# What is needed:
Go through the data below line by line and count those containing the word "asphalt". Reply with the count only.

# Available records:
- - - - -

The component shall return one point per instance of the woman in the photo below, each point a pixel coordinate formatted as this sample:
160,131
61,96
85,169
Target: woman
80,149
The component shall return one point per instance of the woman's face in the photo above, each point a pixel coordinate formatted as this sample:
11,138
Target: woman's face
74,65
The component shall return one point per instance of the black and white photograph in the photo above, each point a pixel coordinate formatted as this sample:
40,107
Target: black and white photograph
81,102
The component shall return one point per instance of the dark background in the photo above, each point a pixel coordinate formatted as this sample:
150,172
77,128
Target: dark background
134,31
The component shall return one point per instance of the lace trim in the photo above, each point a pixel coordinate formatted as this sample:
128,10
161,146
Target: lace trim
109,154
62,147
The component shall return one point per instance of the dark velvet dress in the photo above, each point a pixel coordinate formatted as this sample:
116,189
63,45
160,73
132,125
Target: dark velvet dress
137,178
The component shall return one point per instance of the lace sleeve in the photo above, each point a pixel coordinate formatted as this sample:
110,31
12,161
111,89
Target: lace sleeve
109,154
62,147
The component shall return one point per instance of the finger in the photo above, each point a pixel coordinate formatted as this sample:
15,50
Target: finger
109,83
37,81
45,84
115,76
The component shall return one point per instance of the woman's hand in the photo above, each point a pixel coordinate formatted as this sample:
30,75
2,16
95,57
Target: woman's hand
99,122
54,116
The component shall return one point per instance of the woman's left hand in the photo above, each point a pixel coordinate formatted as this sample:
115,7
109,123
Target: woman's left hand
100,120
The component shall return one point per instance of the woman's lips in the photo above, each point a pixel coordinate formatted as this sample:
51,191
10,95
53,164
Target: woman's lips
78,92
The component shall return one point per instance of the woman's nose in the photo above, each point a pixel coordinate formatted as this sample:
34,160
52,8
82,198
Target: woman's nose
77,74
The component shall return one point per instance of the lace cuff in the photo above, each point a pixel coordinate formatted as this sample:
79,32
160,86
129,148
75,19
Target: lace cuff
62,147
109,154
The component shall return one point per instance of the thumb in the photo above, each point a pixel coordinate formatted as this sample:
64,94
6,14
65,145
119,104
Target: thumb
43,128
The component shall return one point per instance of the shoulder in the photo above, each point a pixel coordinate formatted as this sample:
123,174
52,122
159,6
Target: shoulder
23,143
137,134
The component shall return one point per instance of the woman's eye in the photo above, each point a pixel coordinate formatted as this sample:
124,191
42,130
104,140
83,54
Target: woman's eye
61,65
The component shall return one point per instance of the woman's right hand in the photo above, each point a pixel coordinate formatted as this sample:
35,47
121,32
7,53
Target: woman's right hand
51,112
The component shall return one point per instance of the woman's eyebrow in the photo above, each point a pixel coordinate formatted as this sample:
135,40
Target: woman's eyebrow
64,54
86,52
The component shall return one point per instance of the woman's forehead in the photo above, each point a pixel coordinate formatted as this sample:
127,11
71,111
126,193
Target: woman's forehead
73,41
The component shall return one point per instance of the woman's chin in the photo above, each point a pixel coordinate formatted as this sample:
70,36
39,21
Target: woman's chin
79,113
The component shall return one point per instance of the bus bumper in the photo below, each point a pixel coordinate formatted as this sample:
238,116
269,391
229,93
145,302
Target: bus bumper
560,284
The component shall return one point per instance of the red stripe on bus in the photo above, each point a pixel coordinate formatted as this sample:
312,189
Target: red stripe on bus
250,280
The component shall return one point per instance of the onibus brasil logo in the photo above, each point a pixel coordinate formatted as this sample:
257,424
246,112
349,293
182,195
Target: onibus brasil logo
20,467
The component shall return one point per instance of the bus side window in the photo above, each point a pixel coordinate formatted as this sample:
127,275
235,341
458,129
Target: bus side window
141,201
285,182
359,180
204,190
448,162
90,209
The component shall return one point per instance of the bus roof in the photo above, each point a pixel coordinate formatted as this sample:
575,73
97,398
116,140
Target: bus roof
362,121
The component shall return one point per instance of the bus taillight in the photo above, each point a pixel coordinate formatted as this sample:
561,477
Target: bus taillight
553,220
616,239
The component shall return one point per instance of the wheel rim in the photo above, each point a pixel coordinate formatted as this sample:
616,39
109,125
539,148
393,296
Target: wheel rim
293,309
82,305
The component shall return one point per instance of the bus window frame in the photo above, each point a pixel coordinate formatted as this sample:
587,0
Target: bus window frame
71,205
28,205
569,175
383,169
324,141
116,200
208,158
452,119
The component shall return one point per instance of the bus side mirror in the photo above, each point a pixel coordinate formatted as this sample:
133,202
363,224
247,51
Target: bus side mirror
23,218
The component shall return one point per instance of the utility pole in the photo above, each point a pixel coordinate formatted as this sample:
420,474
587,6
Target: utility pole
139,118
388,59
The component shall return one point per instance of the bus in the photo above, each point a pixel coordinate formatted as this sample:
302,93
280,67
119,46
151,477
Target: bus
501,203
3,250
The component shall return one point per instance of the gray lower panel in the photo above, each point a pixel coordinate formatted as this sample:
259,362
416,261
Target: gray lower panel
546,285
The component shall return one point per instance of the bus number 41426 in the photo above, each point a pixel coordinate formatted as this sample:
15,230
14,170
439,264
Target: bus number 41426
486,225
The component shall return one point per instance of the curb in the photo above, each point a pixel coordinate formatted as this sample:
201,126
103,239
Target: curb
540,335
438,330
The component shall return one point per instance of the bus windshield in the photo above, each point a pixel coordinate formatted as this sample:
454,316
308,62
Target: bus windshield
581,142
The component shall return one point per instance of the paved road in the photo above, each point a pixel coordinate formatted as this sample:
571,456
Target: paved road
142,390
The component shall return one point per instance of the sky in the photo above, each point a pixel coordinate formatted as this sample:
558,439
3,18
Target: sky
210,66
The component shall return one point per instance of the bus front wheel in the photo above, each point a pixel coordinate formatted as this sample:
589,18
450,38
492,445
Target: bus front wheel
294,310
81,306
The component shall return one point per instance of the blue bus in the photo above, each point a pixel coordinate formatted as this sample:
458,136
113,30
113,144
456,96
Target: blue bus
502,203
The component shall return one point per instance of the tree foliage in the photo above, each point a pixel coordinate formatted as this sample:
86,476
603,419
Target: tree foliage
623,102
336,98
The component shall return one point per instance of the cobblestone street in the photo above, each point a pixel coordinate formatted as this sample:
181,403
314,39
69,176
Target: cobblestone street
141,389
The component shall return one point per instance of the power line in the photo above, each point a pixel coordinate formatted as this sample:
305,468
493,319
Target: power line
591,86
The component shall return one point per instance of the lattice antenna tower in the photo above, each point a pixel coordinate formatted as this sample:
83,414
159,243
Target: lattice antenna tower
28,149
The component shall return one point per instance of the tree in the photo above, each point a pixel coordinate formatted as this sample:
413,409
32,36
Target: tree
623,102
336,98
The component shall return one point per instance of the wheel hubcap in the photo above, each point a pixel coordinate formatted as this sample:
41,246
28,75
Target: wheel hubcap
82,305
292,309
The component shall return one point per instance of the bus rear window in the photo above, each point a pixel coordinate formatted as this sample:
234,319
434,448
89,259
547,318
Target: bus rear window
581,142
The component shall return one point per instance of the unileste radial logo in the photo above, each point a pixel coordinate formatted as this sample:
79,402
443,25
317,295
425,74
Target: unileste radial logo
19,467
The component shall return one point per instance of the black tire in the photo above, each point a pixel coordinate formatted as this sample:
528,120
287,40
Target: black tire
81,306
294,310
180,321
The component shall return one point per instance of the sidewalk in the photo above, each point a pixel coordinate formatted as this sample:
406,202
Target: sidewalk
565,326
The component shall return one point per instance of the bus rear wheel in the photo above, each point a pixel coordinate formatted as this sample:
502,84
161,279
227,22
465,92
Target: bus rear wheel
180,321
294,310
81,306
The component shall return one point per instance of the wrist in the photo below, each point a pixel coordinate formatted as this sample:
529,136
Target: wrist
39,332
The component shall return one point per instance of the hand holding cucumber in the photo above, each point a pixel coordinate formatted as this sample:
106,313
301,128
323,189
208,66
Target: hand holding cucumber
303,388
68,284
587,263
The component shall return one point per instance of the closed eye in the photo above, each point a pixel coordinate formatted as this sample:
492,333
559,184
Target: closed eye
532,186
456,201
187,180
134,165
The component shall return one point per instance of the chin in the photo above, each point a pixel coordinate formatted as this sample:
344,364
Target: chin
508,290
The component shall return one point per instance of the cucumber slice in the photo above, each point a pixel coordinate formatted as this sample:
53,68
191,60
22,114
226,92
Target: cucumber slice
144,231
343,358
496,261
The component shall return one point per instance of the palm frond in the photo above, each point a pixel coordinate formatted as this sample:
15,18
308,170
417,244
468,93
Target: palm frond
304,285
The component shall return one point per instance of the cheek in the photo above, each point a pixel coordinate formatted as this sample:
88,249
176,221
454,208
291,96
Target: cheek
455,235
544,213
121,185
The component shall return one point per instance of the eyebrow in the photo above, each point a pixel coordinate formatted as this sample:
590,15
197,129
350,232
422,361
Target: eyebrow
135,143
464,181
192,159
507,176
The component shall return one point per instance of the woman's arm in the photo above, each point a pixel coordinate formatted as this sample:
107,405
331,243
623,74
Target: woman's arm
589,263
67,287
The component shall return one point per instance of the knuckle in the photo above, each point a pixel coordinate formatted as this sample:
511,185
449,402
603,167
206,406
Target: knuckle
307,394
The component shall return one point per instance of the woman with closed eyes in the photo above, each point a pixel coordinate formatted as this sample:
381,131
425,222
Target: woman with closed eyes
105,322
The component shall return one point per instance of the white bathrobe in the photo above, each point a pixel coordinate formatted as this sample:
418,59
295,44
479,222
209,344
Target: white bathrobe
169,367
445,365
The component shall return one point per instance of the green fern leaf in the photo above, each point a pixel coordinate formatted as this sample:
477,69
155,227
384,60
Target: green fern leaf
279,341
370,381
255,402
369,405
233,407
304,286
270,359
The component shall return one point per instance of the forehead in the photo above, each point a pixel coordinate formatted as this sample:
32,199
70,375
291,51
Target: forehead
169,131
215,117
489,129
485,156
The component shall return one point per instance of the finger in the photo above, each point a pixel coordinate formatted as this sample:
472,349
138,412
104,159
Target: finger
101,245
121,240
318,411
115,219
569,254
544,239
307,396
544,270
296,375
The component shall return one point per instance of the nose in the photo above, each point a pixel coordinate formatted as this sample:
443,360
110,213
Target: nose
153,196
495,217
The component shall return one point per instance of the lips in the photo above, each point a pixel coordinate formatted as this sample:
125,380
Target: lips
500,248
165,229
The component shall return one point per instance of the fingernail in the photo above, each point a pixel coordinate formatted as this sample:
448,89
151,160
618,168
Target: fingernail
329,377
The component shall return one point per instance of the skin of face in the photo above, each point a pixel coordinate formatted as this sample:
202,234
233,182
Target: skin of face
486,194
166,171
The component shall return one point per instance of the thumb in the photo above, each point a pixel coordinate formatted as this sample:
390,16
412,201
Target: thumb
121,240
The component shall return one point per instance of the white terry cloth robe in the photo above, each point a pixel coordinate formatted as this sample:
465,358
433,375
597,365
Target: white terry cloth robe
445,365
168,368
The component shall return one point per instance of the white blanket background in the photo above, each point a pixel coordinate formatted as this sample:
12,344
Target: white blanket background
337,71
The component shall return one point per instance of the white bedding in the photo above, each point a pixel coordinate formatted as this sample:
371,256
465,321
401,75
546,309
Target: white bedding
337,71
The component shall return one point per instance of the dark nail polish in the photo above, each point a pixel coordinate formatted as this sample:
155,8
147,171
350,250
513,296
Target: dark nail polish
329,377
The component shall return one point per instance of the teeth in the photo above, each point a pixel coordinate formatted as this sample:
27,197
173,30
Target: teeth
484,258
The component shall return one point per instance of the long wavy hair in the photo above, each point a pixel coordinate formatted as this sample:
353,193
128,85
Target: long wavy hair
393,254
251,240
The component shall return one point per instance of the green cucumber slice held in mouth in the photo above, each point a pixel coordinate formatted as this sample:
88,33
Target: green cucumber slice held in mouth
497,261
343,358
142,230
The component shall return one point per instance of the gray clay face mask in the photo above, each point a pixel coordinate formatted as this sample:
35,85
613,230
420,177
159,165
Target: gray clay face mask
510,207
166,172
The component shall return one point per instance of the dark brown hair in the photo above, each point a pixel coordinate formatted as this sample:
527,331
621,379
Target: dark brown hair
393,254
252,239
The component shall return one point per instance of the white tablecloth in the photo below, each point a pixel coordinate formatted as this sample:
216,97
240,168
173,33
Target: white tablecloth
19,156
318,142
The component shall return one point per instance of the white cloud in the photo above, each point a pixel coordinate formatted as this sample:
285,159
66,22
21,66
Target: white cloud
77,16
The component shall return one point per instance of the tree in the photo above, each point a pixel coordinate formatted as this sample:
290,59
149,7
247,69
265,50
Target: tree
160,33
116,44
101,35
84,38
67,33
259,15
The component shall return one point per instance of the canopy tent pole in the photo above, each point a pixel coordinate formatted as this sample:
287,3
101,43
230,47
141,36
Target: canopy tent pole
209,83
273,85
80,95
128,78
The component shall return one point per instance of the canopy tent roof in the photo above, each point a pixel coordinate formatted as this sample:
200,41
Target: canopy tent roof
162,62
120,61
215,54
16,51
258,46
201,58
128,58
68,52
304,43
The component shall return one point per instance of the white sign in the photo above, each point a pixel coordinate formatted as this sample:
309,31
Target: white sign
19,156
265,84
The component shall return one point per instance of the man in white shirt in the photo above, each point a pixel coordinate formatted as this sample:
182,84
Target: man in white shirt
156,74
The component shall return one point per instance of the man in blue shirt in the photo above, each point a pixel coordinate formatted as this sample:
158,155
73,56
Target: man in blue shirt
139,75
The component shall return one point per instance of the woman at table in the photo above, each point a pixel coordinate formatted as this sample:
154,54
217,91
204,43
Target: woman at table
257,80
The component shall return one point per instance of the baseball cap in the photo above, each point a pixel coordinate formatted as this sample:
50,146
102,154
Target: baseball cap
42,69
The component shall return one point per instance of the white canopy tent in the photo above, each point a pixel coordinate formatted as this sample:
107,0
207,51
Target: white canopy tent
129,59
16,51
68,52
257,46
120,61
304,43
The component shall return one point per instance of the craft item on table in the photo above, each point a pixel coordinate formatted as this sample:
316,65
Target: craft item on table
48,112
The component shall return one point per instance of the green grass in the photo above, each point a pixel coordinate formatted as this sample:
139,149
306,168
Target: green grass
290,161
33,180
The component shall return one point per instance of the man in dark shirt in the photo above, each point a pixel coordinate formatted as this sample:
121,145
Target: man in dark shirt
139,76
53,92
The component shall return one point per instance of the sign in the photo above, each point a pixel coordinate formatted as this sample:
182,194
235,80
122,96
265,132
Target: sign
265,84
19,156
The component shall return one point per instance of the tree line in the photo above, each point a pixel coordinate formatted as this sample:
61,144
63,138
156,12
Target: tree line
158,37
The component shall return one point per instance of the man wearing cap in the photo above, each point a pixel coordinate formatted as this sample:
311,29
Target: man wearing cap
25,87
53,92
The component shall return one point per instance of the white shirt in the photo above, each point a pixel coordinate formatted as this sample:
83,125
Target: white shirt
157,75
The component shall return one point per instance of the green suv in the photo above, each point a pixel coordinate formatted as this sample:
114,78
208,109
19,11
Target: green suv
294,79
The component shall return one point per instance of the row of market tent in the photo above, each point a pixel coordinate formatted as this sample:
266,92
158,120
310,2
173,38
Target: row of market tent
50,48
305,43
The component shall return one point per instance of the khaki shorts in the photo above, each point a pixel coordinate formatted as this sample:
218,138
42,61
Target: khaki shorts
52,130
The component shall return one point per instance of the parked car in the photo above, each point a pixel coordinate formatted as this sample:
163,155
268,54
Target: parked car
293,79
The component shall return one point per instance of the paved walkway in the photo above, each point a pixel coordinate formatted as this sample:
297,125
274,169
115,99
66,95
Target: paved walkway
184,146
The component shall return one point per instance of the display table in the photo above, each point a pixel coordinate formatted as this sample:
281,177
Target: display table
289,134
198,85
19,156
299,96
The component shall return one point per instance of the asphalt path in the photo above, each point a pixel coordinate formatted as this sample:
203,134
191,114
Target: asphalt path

- - - - -

# Your solution:
2